/perforator

A tool for collecting "perf" performance metrics for individual functions/regions in any language.

Primary LanguageGoMIT LicenseMIT

Perforator

Documentation Go Report Card MIT License

Perforator is a tool for recording performance metrics over subregions of a program (e.g., functions) using the Linux "perf" interface. The perf tool provided by the Linux kernel only supports collecting statistics over the complete lifetime of a program, which is often inconvenient when a program includes setup and cleanup that should not be profiled along with the benchmark. Perforator is not as comprehensive as perf but it allows you to collect statistics for individual functions or address ranges.

Perforator only supports Linux AMD64. The target ELF binary may be generated from any language. For function lookup, make sure the binary is not stripped (it must contain a symbol table), and for additional information (source code regions, inlined function lookup), the binary must include DWARF information. Perforator supports position-independent binaries.

Perforator is primarily intended to be used as a CLI tool, but includes a library for more general user-code tracing called utrace, a library for reading ELF/DWARF information from executables, and a library for tracing perf events in processes.

Installation

There are three ways to install Perforator.

  1. Download the prebuilt binary from the releases page.

  2. Install from source:

git clone https://github.com/zyedidia/perforator
cd perforator
make build # or make install to install to $GOBIN
  1. Install with go get (version info will be missing):
go get github.com/zyedidia/perforator/cmd/perforator

Usage

First make sure that you have the appropriate permissions to record the events you are interested in (this may require running Perforator with sudo or modifying /proc/sys/kernel/perf_event_paranoid -- see this post). If Perforator still can't find any events, double check that your system supports the perf_event_open system call (try installing the perf tool from the Linux kernel).

Example

Suppose we had a C function that summed an array and wanted to benchmark it for some large array of numbers. We could write a small benchmark program like so:

#include <stdio.h>
#include <stdlib.h>
#include <time.h>
#include <stdint.h>

#define SIZE 10000000

uint64_t sum(uint32_t* numbers) {
    uint64_t sum = 0;
    for (int i = 0; i < SIZE; i++) {
        sum += numbers[i];
    }
    return sum;
}

int main() {
    srand(time(NULL));
    uint32_t* numbers = malloc(SIZE * sizeof(uint32_t));
    for (int i = 0; i < SIZE; i++) {
        numbers[i] = rand();
    }

    uint64_t result = sum(numbers);
    printf("%lu\n", result);
    return 0;
}

If we want to determine the number of cache misses, branch mispredictions, etc... perf is not suitable because running perf stat on this program will profile the creation of the array in addition to the sum. With Perforator, we can measure just the sum.

******************************

From the Perforator README, extract the passage between "Perforator is primarily" and "to install Perforator.", inclusive, copying it word for word.

******************************

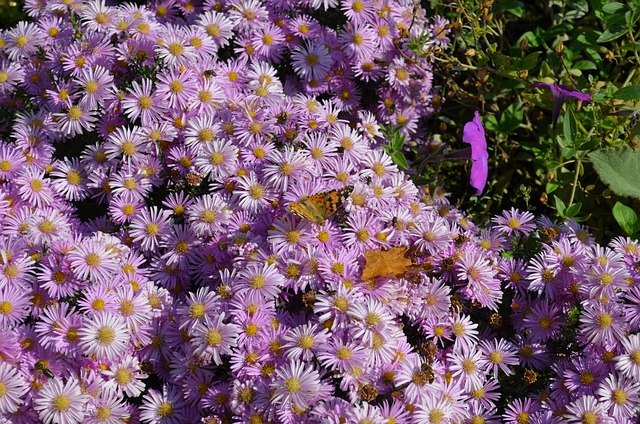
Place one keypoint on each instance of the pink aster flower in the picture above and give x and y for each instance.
(96, 86)
(218, 160)
(35, 188)
(628, 362)
(208, 215)
(304, 342)
(177, 88)
(143, 102)
(587, 407)
(69, 179)
(621, 396)
(296, 385)
(467, 364)
(125, 377)
(93, 261)
(174, 48)
(520, 410)
(23, 40)
(359, 40)
(499, 354)
(149, 227)
(14, 305)
(311, 61)
(213, 338)
(75, 119)
(474, 135)
(602, 323)
(544, 321)
(11, 74)
(432, 411)
(166, 407)
(61, 402)
(216, 25)
(104, 335)
(513, 222)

******************************

▸ **Exercise response**:
Perforator is primarily intended to be used as a CLI tool, but includes a library for more general user-code tracing called utrace, a library for reading ELF/DWARF information from executables, and a library for tracing perf events in processes.

Installation

There are three ways to install Perforator.